* Request a *
Decide whether each statement below agrees with the excerpt on recording guitar, answering yes or no and quoting the deciding words: (i) a direct guitar signal will sound dull and muddy; (ii) the Firepod lacks a pre-amp for instruments; (iii) only commercial virtual amps are worth considering.

* Excerpt *
- - -
Your direct signal will sound very dull and muddy compared to what you think a 'clean' guitar sound should sound like through an amp. Fear not! This isn't so bad, it means that a full spectrum of frequencies (including some muddy gunk at 200-300 Hz) will be in there! It's good stuff!

On the other hand, your friend may have been referring to mismatched impedance, which IS bad. If your soundcard's inputs are 'line level', you will not be able to simply plug your guitar into them. The Firepod and such devices DO have a pre-amp for instruments and microphones, so the 'bad sound' in that case would be like the above paragraph describes.

If it's terrible, will the online mixer correct this?

The mixer inside a program like Cubase can help 'correct' this. However, what you REALLY need is a virtual amp, if you want to record direct. It will give your signal the proper frequency response, distortion, etc.. There are some good commercial options, and some fantastic free options, too. When you get your VST-compatible sequencer (ie. Cubase, Tracktion, Most others) I'll help you track down some amp sims.
- - -
* Input rows *
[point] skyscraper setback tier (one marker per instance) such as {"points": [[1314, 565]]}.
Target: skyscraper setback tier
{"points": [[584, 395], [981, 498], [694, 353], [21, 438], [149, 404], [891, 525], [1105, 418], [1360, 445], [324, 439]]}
- - -
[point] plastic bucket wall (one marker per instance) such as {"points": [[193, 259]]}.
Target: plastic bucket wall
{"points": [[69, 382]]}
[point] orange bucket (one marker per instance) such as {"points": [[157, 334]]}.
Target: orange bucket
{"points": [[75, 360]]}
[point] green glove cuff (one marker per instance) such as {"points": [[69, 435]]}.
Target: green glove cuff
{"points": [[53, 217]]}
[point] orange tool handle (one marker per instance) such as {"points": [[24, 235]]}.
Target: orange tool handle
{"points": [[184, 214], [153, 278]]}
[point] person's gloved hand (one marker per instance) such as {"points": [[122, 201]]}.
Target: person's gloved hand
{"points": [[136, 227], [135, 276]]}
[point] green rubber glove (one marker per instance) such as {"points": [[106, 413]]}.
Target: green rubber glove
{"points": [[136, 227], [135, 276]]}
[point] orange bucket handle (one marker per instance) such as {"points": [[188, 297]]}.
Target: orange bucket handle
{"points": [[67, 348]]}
- - -
* Request b *
List every line of the entries above that contains the string "tier".

* Exercise output a *
(i) Yes: "Your direct signal will sound very dull and muddy"
(ii) No: "The Firepod and such devices DO have a pre-amp for instruments and microphones"
(iii) No: "There are some good commercial options, and some fantastic free options, too."

* Exercise output b *
[point] skyscraper setback tier (one marker per instance) such as {"points": [[1314, 565]]}.
Target: skyscraper setback tier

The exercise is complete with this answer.